--- START ---

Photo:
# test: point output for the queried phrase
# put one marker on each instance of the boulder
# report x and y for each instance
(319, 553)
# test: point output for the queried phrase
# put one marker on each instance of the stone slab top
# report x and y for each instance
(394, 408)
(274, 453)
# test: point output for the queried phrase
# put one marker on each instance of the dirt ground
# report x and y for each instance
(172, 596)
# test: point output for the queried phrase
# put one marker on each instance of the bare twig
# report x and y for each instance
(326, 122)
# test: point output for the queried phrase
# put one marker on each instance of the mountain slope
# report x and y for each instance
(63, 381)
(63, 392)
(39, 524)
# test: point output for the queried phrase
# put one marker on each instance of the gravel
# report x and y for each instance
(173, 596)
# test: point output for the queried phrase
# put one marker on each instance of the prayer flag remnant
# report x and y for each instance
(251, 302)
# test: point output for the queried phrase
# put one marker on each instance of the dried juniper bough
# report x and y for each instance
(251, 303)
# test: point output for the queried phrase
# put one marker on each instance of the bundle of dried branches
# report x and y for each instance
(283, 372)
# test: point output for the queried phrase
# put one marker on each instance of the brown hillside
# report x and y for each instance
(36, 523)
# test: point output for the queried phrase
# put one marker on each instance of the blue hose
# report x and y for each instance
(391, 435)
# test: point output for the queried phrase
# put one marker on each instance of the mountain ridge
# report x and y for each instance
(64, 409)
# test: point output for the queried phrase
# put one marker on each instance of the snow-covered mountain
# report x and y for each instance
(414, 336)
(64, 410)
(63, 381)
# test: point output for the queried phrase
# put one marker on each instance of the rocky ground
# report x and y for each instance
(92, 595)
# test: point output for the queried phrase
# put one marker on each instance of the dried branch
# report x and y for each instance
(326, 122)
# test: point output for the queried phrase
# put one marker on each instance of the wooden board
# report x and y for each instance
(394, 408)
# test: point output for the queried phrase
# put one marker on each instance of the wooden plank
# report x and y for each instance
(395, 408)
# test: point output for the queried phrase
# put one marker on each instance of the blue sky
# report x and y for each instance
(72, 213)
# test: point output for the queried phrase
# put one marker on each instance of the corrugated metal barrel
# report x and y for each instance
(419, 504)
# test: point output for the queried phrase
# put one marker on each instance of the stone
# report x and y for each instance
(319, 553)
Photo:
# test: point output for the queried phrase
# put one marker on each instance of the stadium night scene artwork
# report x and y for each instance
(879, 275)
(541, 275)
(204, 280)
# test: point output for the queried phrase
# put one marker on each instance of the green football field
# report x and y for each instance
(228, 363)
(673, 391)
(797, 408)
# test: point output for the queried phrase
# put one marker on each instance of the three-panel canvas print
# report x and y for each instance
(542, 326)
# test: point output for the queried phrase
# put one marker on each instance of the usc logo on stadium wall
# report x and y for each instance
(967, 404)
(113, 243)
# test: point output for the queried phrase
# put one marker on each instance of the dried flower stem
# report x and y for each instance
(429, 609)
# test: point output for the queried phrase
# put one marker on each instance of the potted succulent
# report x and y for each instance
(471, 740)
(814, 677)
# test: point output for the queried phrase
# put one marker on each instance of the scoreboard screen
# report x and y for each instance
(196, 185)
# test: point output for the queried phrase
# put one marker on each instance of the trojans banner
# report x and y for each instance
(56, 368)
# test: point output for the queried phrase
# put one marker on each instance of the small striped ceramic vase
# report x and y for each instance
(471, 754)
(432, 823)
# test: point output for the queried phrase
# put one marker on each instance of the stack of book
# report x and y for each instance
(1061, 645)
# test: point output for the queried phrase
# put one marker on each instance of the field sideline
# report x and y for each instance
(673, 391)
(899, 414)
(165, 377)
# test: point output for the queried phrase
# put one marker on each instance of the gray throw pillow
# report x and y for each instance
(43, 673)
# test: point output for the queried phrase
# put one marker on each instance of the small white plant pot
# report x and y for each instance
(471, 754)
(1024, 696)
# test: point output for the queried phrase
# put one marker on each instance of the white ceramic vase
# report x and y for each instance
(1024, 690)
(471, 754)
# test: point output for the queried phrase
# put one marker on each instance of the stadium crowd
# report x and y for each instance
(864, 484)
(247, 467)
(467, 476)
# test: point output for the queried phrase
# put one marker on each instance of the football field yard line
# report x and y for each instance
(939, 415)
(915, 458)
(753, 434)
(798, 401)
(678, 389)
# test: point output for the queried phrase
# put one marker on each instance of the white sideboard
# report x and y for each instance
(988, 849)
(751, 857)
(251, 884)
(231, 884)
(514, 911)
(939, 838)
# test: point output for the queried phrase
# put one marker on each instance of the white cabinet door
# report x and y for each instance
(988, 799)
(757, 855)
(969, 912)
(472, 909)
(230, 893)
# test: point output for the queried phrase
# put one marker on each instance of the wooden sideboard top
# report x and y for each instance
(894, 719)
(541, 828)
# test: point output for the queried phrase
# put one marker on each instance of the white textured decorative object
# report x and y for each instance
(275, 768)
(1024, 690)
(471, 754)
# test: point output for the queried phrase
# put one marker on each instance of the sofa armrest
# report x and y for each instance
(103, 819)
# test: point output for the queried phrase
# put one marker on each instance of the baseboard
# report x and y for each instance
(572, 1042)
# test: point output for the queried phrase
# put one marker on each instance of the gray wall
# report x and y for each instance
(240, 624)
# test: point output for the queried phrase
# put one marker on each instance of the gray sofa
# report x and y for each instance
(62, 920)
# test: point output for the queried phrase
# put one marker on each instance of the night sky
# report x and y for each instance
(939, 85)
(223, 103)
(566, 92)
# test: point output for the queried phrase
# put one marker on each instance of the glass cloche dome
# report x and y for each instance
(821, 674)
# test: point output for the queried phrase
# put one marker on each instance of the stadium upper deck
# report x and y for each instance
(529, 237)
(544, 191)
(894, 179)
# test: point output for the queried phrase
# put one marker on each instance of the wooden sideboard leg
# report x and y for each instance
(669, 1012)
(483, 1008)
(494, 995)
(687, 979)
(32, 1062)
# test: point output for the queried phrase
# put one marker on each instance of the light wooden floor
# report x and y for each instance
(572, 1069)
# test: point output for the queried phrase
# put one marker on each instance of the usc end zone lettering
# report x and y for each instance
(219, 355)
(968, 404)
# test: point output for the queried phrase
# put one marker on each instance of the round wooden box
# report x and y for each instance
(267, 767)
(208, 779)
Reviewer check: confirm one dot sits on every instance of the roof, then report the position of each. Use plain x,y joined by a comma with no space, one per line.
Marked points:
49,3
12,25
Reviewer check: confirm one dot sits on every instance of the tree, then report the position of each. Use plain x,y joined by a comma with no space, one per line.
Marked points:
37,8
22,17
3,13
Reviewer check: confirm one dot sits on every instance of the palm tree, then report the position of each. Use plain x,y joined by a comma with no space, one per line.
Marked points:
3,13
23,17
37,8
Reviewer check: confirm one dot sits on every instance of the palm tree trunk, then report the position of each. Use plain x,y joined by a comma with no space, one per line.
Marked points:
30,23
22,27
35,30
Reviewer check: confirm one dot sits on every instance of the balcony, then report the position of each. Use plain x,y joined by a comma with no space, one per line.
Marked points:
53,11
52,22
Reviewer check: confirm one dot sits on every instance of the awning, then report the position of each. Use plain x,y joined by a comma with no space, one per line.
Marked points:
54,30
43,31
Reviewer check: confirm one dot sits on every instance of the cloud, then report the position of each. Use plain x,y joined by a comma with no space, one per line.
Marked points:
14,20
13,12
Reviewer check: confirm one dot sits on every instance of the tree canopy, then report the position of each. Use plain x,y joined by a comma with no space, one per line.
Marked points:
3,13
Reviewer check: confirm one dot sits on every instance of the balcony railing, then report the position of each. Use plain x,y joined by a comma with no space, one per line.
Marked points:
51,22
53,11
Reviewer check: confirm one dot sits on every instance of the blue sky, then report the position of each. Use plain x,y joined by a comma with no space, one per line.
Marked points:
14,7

--- END ---

## WHAT IS EXPECTED
Retype the data in full, and keep every line identical to the original.

## EXERCISE ANSWER
Photo:
# test: point output for the queried phrase
# put one marker on each instance of the boulder
# report x and y for each instance
(319, 553)
# test: point output for the queried phrase
# put one marker on each instance of the stone slab top
# report x and y for each instance
(394, 408)
(274, 453)
# test: point output for the queried phrase
# put one marker on each instance of the dirt ground
# report x and y for each instance
(172, 596)
# test: point output for the queried phrase
# put one marker on each instance of the bare twig
# report x and y for each instance
(326, 122)
# test: point output for the queried phrase
# put one marker on each instance of the mountain slope
# report x and y for each instance
(63, 381)
(63, 392)
(39, 524)
# test: point output for the queried phrase
# put one marker on each instance of the gravel
# report x and y for each instance
(173, 596)
# test: point output for the queried phrase
# put one marker on each instance of the prayer flag remnant
# report x and y for each instance
(251, 302)
# test: point output for the queried phrase
# put one marker on each instance of the dried juniper bough
# report x and y for each instance
(251, 303)
# test: point output for the queried phrase
# put one marker on each instance of the bundle of dried branches
# report x and y for each instance
(283, 372)
# test: point output for the queried phrase
# put one marker on each instance of the brown hillside
# report x and y for each instance
(36, 523)
# test: point output for the queried phrase
# put one marker on each instance of the blue hose
# report x and y for each instance
(391, 435)
# test: point output for the queried phrase
# put one marker on each instance of the mountain ridge
# report x and y for each instance
(64, 409)
# test: point output for the queried phrase
# put one marker on each instance of the snow-covered mountain
# report x and y for each instance
(414, 336)
(64, 410)
(63, 381)
# test: point output for the queried phrase
# put one marker on each instance of the rocky ground
# report x and y for each instance
(92, 595)
# test: point output for the queried phrase
# put one marker on each instance of the dried branch
# report x and y for each instance
(326, 122)
# test: point output for the queried phrase
# put one marker on each instance of the wooden board
# report x and y for each instance
(394, 408)
# test: point output for the queried phrase
# put one marker on each instance of the wooden plank
# report x and y for each instance
(395, 408)
# test: point output for the queried phrase
# put one marker on each instance of the blue sky
# report x and y for each instance
(72, 213)
# test: point output for the queried phrase
# put one marker on each instance of the corrugated metal barrel
# report x and y for each instance
(419, 504)
# test: point output for the queried phrase
# put one marker on each instance of the stone
# report x and y for each instance
(319, 553)
Photo:
# test: point output for the queried phrase
# put one marker on each instance of the stadium night scene artwork
# report x and y for each instance
(879, 275)
(541, 275)
(204, 280)
# test: point output for the queried phrase
# put one marker on each instance of the green football field
# report x and y for each instance
(228, 363)
(673, 391)
(797, 408)
# test: point output for the queried phrase
# put one marker on each instance of the three-panel canvas print
# report x and y for each instance
(542, 326)
# test: point output for the queried phrase
# put one marker on each instance of the usc logo on stadium wall
# report x and y for each instance
(967, 404)
(113, 243)
# test: point output for the queried phrase
# put one marker on each instance of the dried flower stem
# report x and y for each instance
(429, 609)
# test: point output for the queried phrase
# put one marker on each instance of the potted succulent
# report x and y for each instance
(471, 740)
(814, 677)
# test: point output for the queried phrase
# put one marker on each instance of the scoreboard screen
# report x and y for each instance
(196, 185)
# test: point output for the queried phrase
# put one marker on each instance of the trojans banner
# report x and y for each instance
(56, 368)
# test: point output for the queried phrase
# put one marker on each instance of the small striped ceramic vase
# report x and y for each instance
(471, 754)
(432, 823)
# test: point output for the queried phrase
# put one marker on each instance of the stack of book
# report x and y for each instance
(1061, 645)
# test: point output for the queried phrase
# put one marker on each instance of the field sideline
# report x and y for each instance
(673, 391)
(899, 414)
(165, 377)
# test: point output for the queried phrase
# put one marker on each instance of the gray throw pillow
# report x and y for each instance
(43, 673)
# test: point output for the queried phrase
# put one marker on each instance of the small white plant pot
# report x and y for each instance
(471, 754)
(1024, 696)
# test: point output for the queried phrase
# put one marker on each instance of the white ceramic vase
# report x and y for each instance
(1024, 690)
(471, 754)
# test: point output for the queried phrase
# put one marker on each instance of the stadium crowd
# report x and y for each instance
(864, 484)
(247, 467)
(467, 476)
# test: point output for the queried phrase
# put one marker on each instance of the football field yard line
# report x and y for each instance
(939, 415)
(915, 458)
(753, 434)
(798, 401)
(678, 389)
# test: point output for the queried phrase
# put one marker on each instance of the white sideboard
# report x and y for each instance
(988, 849)
(751, 857)
(251, 884)
(231, 884)
(514, 911)
(939, 838)
# test: point output for the queried phrase
# put one marker on each instance of the white cabinet door
# report x and y for each instance
(988, 799)
(757, 855)
(969, 912)
(472, 909)
(230, 893)
# test: point output for the queried phrase
# put one marker on each instance of the wooden sideboard top
# report x and y for each instance
(894, 719)
(541, 828)
# test: point output for the queried phrase
# put one marker on each instance of the white textured decorative object
# report x and y for each instance
(275, 768)
(1024, 690)
(471, 754)
# test: point output for the queried phrase
# put one marker on each instance of the sofa armrest
# report x and y for each instance
(103, 819)
# test: point output for the queried phrase
# put one marker on each instance of the baseboard
# report x and y for each instance
(572, 1042)
# test: point output for the queried phrase
# put one marker on each instance of the gray wall
# report x and y for each instance
(240, 624)
# test: point output for the queried phrase
# put one marker on each instance of the gray sofa
# report x and y for each instance
(62, 920)
# test: point output for the queried phrase
# put one marker on each instance of the night sky
# report x and y for each instance
(939, 85)
(223, 103)
(566, 92)
# test: point output for the queried phrase
# put one marker on each instance of the glass cloche dome
# report x and y for each instance
(821, 674)
# test: point output for the queried phrase
# put one marker on each instance of the stadium upper deck
# report x and y for each instance
(529, 237)
(544, 191)
(894, 179)
# test: point output for the queried phrase
# put one marker on each instance of the wooden sideboard leg
# report x and y for each instance
(669, 1012)
(483, 1008)
(494, 995)
(687, 979)
(32, 1062)
# test: point output for the queried phrase
# put one marker on each instance of the light wooden floor
# report x and y for each instance
(572, 1069)
# test: point output for the queried phrase
# put one marker on each instance of the usc end zone lettering
# report x and y for each instance
(219, 355)
(968, 404)
# test: point output for the queried phrase
# put one marker on each instance of the round wooden box
# report x and y for each instance
(267, 767)
(208, 779)
Reviewer check: confirm one dot sits on every instance of the roof, then report the position of each. Use plain x,y joined by a comma with no space, one per line.
Marked points:
49,3
12,25
Reviewer check: confirm one dot sits on every instance of the tree, then report the position of each. Use plain x,y joined by a comma with no space, one per line.
Marked points:
37,8
22,17
3,13
Reviewer check: confirm one dot sits on every instance of the palm tree, then report the position of each. Use plain x,y joined by a comma with no space, one per line.
Marked points:
3,13
23,17
37,8
Reviewer check: confirm one dot sits on every instance of the palm tree trunk, then report the position of each. Use plain x,y joined by a comma with no space, one per line.
Marked points:
30,23
22,27
35,30
Reviewer check: confirm one dot sits on every instance of the balcony, then report the position of each. Use plain x,y joined by a comma with no space, one per line.
Marked points:
53,11
52,22
Reviewer check: confirm one dot sits on every instance of the awning, then report the position of each. Use plain x,y joined by a comma with no space, one per line.
Marked points:
54,30
43,31
Reviewer check: confirm one dot sits on every instance of the cloud, then report the position of each. Use plain x,y joined by a comma with no space, one per line.
Marked points:
14,20
13,12
Reviewer check: confirm one dot sits on every instance of the tree canopy, then report the position of each. Use plain x,y joined by a comma with no space, one per line.
Marked points:
3,13
Reviewer check: confirm one dot sits on every instance of the balcony railing, then report the position of each. Use plain x,y joined by a comma with no space, one per line.
Marked points:
51,22
53,11
Reviewer check: confirm one dot sits on every instance of the blue sky, then report the position of each. Use plain x,y joined by a comma with no space, one per line.
Marked points:
14,7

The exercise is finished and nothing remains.